start SUPPLIED DATA

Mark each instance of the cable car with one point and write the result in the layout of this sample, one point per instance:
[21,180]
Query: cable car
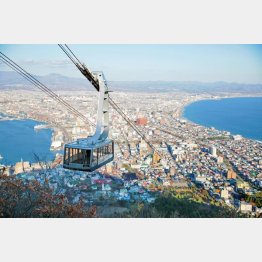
[95,151]
[81,156]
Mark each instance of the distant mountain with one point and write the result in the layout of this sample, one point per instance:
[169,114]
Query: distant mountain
[12,80]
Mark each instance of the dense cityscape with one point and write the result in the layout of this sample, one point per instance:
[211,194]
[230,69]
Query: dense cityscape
[188,157]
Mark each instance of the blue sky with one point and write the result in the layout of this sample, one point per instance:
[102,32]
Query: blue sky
[206,63]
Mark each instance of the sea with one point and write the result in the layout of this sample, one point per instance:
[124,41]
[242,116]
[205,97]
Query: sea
[241,116]
[19,141]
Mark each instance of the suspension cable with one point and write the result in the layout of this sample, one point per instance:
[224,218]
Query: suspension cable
[41,86]
[84,70]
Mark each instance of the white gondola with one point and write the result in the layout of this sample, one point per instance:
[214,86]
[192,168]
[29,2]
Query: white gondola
[93,152]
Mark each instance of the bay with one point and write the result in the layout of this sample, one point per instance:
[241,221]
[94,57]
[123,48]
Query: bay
[237,115]
[19,140]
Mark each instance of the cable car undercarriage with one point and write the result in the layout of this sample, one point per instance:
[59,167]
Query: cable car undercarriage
[95,151]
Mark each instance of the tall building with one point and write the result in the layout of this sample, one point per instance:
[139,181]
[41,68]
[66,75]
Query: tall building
[213,151]
[231,174]
[142,121]
[156,158]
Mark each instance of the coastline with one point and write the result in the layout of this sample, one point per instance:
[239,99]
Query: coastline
[38,122]
[182,110]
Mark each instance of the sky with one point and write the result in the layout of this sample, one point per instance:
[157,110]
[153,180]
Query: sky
[204,63]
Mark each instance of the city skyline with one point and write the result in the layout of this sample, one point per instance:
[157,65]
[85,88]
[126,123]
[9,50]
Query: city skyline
[203,63]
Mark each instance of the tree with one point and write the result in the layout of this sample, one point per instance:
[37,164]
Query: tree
[20,198]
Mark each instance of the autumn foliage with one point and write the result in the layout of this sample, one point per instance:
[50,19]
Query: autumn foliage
[31,199]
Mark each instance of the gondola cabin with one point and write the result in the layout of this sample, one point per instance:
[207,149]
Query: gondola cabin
[80,155]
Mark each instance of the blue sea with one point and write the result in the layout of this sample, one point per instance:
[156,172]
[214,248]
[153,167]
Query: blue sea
[237,115]
[19,140]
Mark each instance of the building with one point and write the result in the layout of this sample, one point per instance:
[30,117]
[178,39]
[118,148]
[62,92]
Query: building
[156,158]
[245,207]
[231,174]
[213,151]
[142,121]
[237,137]
[220,159]
[224,193]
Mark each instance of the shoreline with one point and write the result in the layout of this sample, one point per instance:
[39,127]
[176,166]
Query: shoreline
[52,129]
[182,110]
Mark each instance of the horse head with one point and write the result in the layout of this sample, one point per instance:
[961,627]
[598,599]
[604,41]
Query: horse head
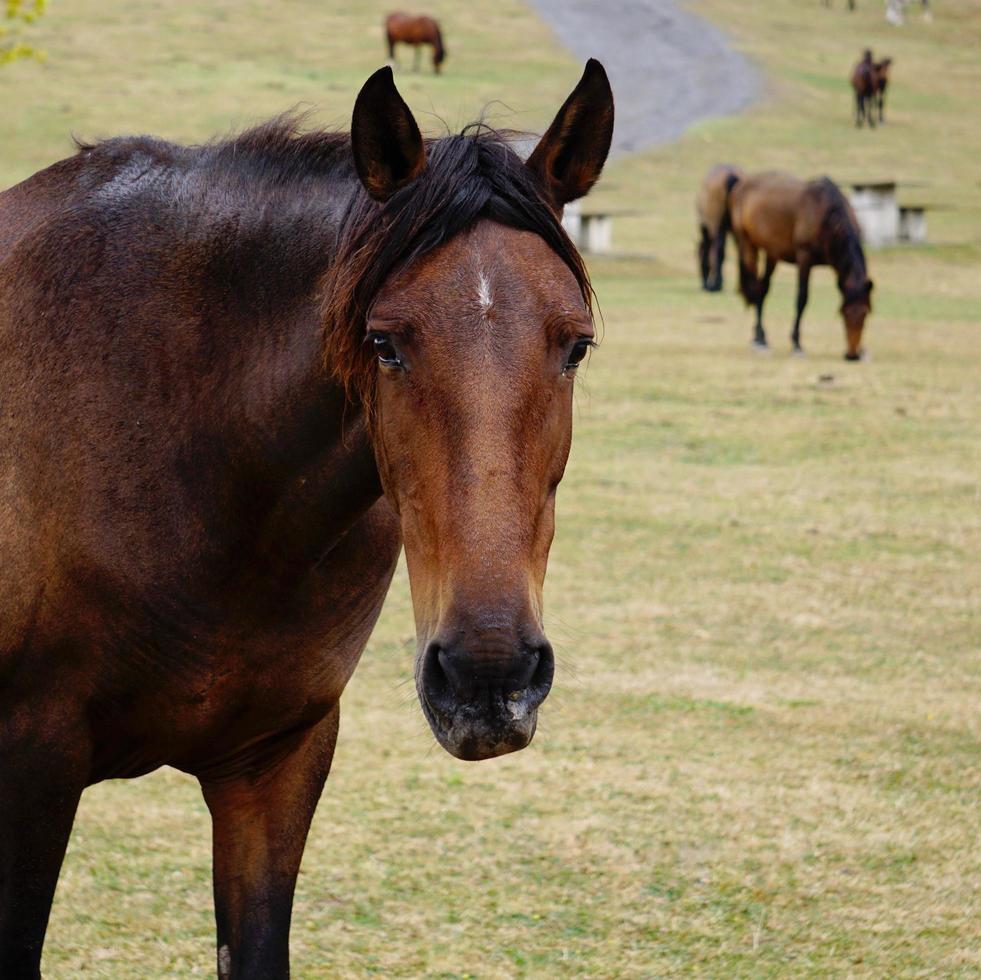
[473,337]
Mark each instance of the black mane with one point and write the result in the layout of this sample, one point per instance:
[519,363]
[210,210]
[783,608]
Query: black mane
[844,237]
[474,175]
[278,192]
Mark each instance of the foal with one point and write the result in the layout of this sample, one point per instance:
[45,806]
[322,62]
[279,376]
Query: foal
[864,83]
[415,31]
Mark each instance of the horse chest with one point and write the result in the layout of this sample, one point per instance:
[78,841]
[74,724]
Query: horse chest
[253,675]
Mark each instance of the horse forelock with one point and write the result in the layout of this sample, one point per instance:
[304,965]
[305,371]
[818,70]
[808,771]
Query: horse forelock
[474,175]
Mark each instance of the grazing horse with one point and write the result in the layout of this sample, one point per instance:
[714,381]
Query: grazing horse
[712,210]
[881,84]
[807,224]
[236,379]
[864,82]
[415,30]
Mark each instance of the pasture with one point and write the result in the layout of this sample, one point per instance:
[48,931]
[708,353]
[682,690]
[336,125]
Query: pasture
[761,754]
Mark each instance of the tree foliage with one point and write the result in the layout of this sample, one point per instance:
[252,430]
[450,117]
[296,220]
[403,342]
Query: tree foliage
[17,16]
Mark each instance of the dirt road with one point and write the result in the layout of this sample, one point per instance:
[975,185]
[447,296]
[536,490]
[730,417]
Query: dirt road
[668,67]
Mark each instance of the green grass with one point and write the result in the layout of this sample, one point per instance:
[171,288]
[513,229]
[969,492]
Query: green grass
[761,756]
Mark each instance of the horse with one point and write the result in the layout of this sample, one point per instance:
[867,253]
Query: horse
[415,30]
[881,84]
[238,379]
[807,224]
[712,211]
[864,82]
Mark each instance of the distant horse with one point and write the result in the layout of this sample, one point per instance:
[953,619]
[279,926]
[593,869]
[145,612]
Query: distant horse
[806,224]
[415,30]
[712,210]
[236,378]
[881,84]
[864,83]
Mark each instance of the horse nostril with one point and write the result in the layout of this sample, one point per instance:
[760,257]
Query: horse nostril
[435,681]
[541,679]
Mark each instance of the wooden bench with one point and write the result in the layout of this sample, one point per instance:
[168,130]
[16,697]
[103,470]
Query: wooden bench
[592,230]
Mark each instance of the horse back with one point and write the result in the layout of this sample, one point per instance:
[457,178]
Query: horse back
[763,210]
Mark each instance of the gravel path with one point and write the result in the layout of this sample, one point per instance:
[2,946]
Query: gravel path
[668,67]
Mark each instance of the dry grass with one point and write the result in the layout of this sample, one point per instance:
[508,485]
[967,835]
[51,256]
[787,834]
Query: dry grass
[762,756]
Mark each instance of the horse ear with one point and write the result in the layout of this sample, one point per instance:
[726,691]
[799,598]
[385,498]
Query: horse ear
[570,156]
[387,144]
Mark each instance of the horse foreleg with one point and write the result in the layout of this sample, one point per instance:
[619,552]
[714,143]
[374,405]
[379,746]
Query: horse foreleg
[803,281]
[41,781]
[759,334]
[261,808]
[717,258]
[704,247]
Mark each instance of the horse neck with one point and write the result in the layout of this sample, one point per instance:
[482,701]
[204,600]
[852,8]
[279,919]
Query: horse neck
[849,263]
[289,430]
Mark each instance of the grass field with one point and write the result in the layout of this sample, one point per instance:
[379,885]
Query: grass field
[762,754]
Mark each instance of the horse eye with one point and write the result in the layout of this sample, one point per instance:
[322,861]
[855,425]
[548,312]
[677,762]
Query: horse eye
[385,349]
[578,352]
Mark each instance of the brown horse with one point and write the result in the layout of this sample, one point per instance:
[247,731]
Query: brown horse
[712,211]
[864,83]
[236,379]
[415,30]
[807,224]
[881,84]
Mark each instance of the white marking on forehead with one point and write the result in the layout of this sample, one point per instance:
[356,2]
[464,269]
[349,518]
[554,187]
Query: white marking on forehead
[483,292]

end SUPPLIED DATA

- _STATED PROBLEM_:
Render every line of the listing above as a JSON array of strings, one string per line, omitting blank lines. Exclude the pictures from the answer.

- _RIGHT ANSWER_:
[
  "Mark each instance of the cable car with one point and write the result in the layout of this sample, one point per instance:",
  "[21,180]",
  "Query: cable car",
  "[95,151]",
  "[81,156]",
  "Mark each instance of the distant mountain with one point and write the result in the layout of this sample, one point per instance:",
  "[169,114]",
  "Query: distant mountain",
  "[12,80]",
  "Mark each instance of the dense cityscape with one point and write the result in the layout of this sample, one point per instance:",
  "[211,194]",
  "[230,69]",
  "Query: dense cityscape",
  "[188,157]",
  "Mark each instance of the blue sky with one point and write the result in the layout of this sample, one point per instance:",
  "[102,32]",
  "Query: blue sky",
  "[206,63]",
  "Mark each instance of the sea with one point and write the result in the layout of this sample, one point per instance:",
  "[124,41]",
  "[242,116]",
  "[205,97]",
  "Query: sea",
  "[241,116]",
  "[19,141]",
  "Mark each instance of the suspension cable with one point and write the result in the layout of this sample, one point per instance:",
  "[224,218]",
  "Query: suspension cable",
  "[41,86]",
  "[84,70]",
  "Mark each instance of the white gondola with one point and write the result in the layout of this sample, one point per instance:",
  "[214,86]",
  "[192,168]",
  "[29,2]",
  "Query: white gondola",
  "[93,152]",
  "Mark each instance of the bay with one point and write the result in the layout of this sample, one point per instance:",
  "[241,221]",
  "[94,57]",
  "[123,48]",
  "Query: bay",
  "[237,115]",
  "[19,140]",
  "Mark each instance of the cable car undercarriage with one point and write the result in the layout of this sample, one point per instance:",
  "[59,167]",
  "Query: cable car undercarriage",
  "[95,151]",
  "Mark each instance of the tall building with one point and write the result in the layout of this sample, one point per instance:",
  "[139,181]",
  "[41,68]",
  "[66,75]",
  "Query: tall building",
  "[213,151]",
  "[231,174]",
  "[142,121]",
  "[156,158]",
  "Mark each instance of the coastline with one point and write the result in the layout of this sample, one point per instance:",
  "[239,99]",
  "Query: coastline",
  "[38,122]",
  "[182,110]",
  "Mark each instance of the sky with one point and write the result in the layout of this sample, one point per instance:",
  "[157,110]",
  "[153,180]",
  "Query: sky",
  "[204,63]",
  "Mark each instance of the city skyline with one point and write the result in the layout of this sample, one point per instance:",
  "[157,65]",
  "[85,88]",
  "[126,123]",
  "[9,50]",
  "Query: city skyline",
  "[203,63]",
  "Mark each instance of the tree with one point and write the result in the layout of this sample, one point per instance:",
  "[37,164]",
  "Query: tree",
  "[20,198]",
  "Mark each instance of the autumn foliage with one point and write the result in the layout of this sample, one point per instance:",
  "[50,19]",
  "Query: autumn foliage",
  "[31,199]",
  "Mark each instance of the gondola cabin with one point and write the result in the layout of this sample, one point per instance:",
  "[207,149]",
  "Query: gondola cabin",
  "[80,155]",
  "Mark each instance of the blue sea with one point and write the result in the layout of this sample, one point per instance:",
  "[156,172]",
  "[214,248]",
  "[153,167]",
  "Query: blue sea",
  "[237,115]",
  "[19,140]",
  "Mark each instance of the building with one point and write the result in the layout of this sample, one point per instance:",
  "[30,117]",
  "[178,39]",
  "[118,148]",
  "[62,92]",
  "Query: building",
  "[156,158]",
  "[245,207]",
  "[231,174]",
  "[213,151]",
  "[142,121]",
  "[237,137]",
  "[220,159]",
  "[224,193]",
  "Mark each instance of the shoreline with one point and write the result in the layout of this sample, one point per instance:",
  "[39,127]",
  "[176,166]",
  "Query: shoreline",
  "[52,129]",
  "[182,110]",
  "Mark each instance of the horse head with one point and write the result in the layout of this sample, one point per instance:",
  "[961,627]",
  "[598,599]",
  "[604,41]",
  "Query: horse head",
  "[473,337]",
  "Mark each instance of the black mane with one point and write the result in the layout of this sample, one point per instance:",
  "[519,363]",
  "[210,210]",
  "[783,608]",
  "Query: black mane",
  "[844,237]",
  "[474,175]",
  "[278,192]",
  "Mark each instance of the foal with one point and write the result in the layout of this sample, one point per instance:",
  "[45,806]",
  "[322,62]",
  "[279,376]",
  "Query: foal",
  "[864,83]",
  "[415,31]",
  "Mark each instance of the horse chest with one point and write the result in the layout of this sample, one point per instance:",
  "[78,841]",
  "[74,724]",
  "Query: horse chest",
  "[253,675]",
  "Mark each instance of the horse forelock with one point and write the result in the layout of this sample, one point per instance:",
  "[304,965]",
  "[305,371]",
  "[818,70]",
  "[808,771]",
  "Query: horse forelock",
  "[474,175]",
  "Mark each instance of the grazing horse with one point and write the result in the layout of this sample, one point per instance:",
  "[714,381]",
  "Query: grazing horse",
  "[712,210]",
  "[881,84]",
  "[807,224]",
  "[236,379]",
  "[864,82]",
  "[415,30]",
  "Mark each instance of the pasture with one point and write the result in the layout of this sample, one point per instance:",
  "[48,931]",
  "[708,353]",
  "[682,690]",
  "[336,125]",
  "Query: pasture",
  "[761,754]",
  "Mark each instance of the tree foliage with one point and write the result in the layout of this sample, one point per instance:",
  "[252,430]",
  "[450,117]",
  "[296,220]",
  "[403,342]",
  "Query: tree foliage",
  "[17,16]",
  "Mark each instance of the dirt road with one point and write the result in the layout of this sample, one point per instance:",
  "[975,185]",
  "[447,296]",
  "[536,490]",
  "[730,417]",
  "Query: dirt road",
  "[668,67]",
  "Mark each instance of the green grass with one point and write the result in the layout of this sample, one point per instance:",
  "[171,288]",
  "[513,229]",
  "[969,492]",
  "Query: green grass",
  "[761,756]",
  "Mark each instance of the horse with one point and write the result in the layout of this sample, one point per instance:",
  "[867,253]",
  "Query: horse",
  "[415,30]",
  "[881,84]",
  "[238,379]",
  "[807,224]",
  "[712,211]",
  "[864,82]",
  "Mark each instance of the distant horse with one point and write the result in the layout of this sample, one point per instance:",
  "[953,619]",
  "[279,926]",
  "[593,869]",
  "[145,612]",
  "Query: distant horse",
  "[806,224]",
  "[415,30]",
  "[712,210]",
  "[236,378]",
  "[881,84]",
  "[864,83]",
  "Mark each instance of the horse nostril with one point and write the result in the layout of this sample, one point per instance:",
  "[760,257]",
  "Query: horse nostril",
  "[435,681]",
  "[541,679]",
  "Mark each instance of the wooden bench with one point and write the result in the layout of this sample, one point per instance:",
  "[168,130]",
  "[16,697]",
  "[103,470]",
  "Query: wooden bench",
  "[592,230]",
  "Mark each instance of the horse back with one point and write the result in the layout of this sample, one point per instance:",
  "[457,178]",
  "Query: horse back",
  "[763,210]",
  "Mark each instance of the gravel path with one point and write the result in the layout of this sample, one point per instance:",
  "[2,946]",
  "Query: gravel path",
  "[668,67]",
  "Mark each instance of the dry grass with one point and write the result in the layout of this sample, one point per instance:",
  "[508,485]",
  "[967,835]",
  "[51,256]",
  "[787,834]",
  "Query: dry grass",
  "[762,756]",
  "Mark each instance of the horse ear with one point and write the result in the layout of this sample, one point per instance:",
  "[726,691]",
  "[799,598]",
  "[385,498]",
  "Query: horse ear",
  "[570,156]",
  "[387,144]",
  "Mark each instance of the horse foreleg with one point and write the result in the layout of this sample, one point per instance:",
  "[619,552]",
  "[714,143]",
  "[374,405]",
  "[379,746]",
  "Query: horse foreleg",
  "[803,281]",
  "[41,781]",
  "[759,334]",
  "[261,808]",
  "[717,258]",
  "[704,247]",
  "Mark each instance of the horse neck with one point and write the result in the layout of this sample, one point per instance:",
  "[482,701]",
  "[204,600]",
  "[852,8]",
  "[279,919]",
  "Query: horse neck",
  "[849,263]",
  "[289,430]",
  "Mark each instance of the grass field with one point and write the result in the layout of this sample, one point per instance:",
  "[379,885]",
  "Query: grass field",
  "[762,754]",
  "Mark each instance of the horse eye with one point and write the result in the layout of this sample, one point per instance:",
  "[322,861]",
  "[855,425]",
  "[548,312]",
  "[677,762]",
  "Query: horse eye",
  "[385,349]",
  "[578,352]",
  "Mark each instance of the brown horse with one point and write the result in the layout of this sample, one point per instance:",
  "[247,731]",
  "Query: brown horse",
  "[712,211]",
  "[864,83]",
  "[236,379]",
  "[415,30]",
  "[807,224]",
  "[881,84]",
  "Mark each instance of the white marking on forehead with one point and write the result in the layout of this sample, one point per instance:",
  "[356,2]",
  "[464,269]",
  "[349,518]",
  "[554,187]",
  "Query: white marking on forehead",
  "[483,292]"
]